(Natural language region descriptions)

========

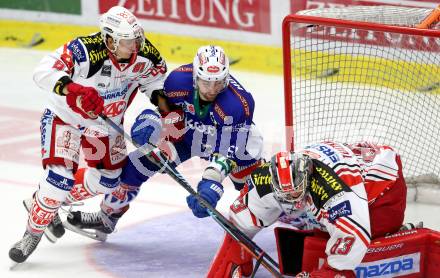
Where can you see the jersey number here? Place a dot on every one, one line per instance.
(342, 246)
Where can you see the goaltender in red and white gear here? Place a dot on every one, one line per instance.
(344, 195)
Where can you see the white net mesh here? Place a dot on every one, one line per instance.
(351, 84)
(389, 15)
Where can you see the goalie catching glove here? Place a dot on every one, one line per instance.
(85, 101)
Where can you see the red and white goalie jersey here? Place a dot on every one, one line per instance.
(344, 180)
(86, 60)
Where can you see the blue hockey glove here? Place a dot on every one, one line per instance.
(146, 128)
(209, 190)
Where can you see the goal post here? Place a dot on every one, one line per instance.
(364, 73)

========

Task brief
Set down the entries above exactly; no pictures belong in the copy.

Answer for this exercise
Where can you see the jersey number here? Place a dot on every one, one line per instance.
(342, 246)
Where can you see the goaltender in red and white gear here? Place a dot on every one, one line per instance.
(344, 195)
Where can you see the white net mesh here? Place a dot on every one, one line per instance.
(351, 84)
(389, 15)
Where can you see the goalie catching glove here? Place a dot on every one, one line per instance.
(85, 101)
Where can you see the red and white goalie jersey here? Place a dot on every one, one line per instance.
(344, 180)
(86, 60)
Where can you see the blue hockey glove here? Place a dot on every one, one line per instance.
(146, 128)
(209, 190)
Where can you see the goal post here? Place a dot on every one, one line per instance.
(364, 73)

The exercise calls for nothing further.